_Text segment_
************
Jupyter launch fails for UGE

Running OOD Installed Jupyter App in sandbox. When it launches it times out after a minute. Is it a connection issue?

System and scheduler info:

UGE 8.6.6
CentOS Linux release 7.4
OnDemand version: v1.6.20 | Dashboard version: v1.35.3

Security settings on compute node

firewalld disabled
selinux permissive

/home/thomasbr/ondemand/dev/jupyter/form.yml file:


cluster: “ivy”
modules: “intel python3”
extra_jupyter_args: “”
form:

  • modules
  • extra_jupyter_args
  • bc_account
  • bc_queue
  • bc_num_hours
  • bc_num_slots
  • bc_email_on_started

/home/thomasbr/ondemand/dev/jupyter/submit.yml./erb file: (this is where the files are when the jupyter-bc stuff was installed. Not sure if it needs to be moved to /submit)


batch_connect:
script:
queue_name: “ondemand”
accounting_id: “communitycluster”
job_name: “jupyter_interactive”

native:
- “-pe”
- “sm”
- “4”
- “-S”
- “/bin/bash”

output log file:

Script starting…
Waiting for Jupyter Notebook server to open port 64356…
TIMING - Starting wait at: Wed Apr 1 11:25:19 CDT 2020
TIMING - Starting main script at: Wed Apr 1 11:25:19 CDT 2020
TIMING - Starting jupyter at: Wed Apr 1 11:25:19 CDT 2020
Timed out waiting for Jupyter Notebook server to open port 64356!
************
[Point annotations for photos]
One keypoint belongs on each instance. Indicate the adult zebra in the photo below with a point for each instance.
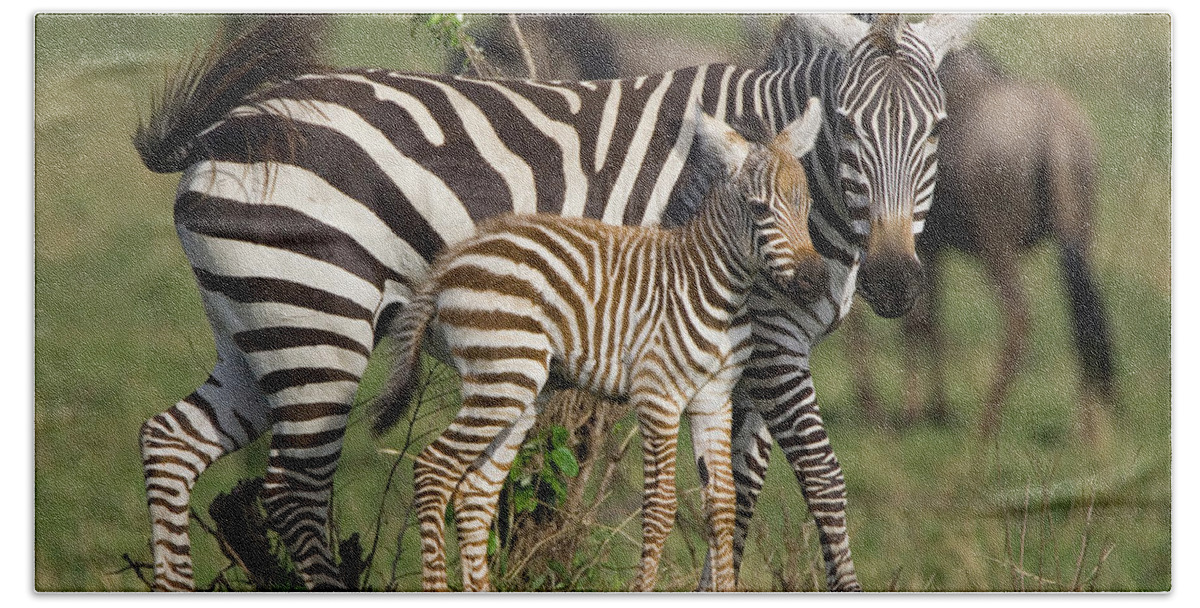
(652, 315)
(309, 209)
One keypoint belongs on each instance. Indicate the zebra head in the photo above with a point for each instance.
(887, 112)
(768, 182)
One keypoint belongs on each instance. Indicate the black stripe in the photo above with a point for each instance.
(259, 289)
(335, 158)
(282, 228)
(281, 379)
(275, 338)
************
_To be done_
In the forum post about the Jupyter launch failure, what is SELinux set to on the compute node? Please answer briefly. The records were drawn from a different source than the text.

_Complete output_
Permissive.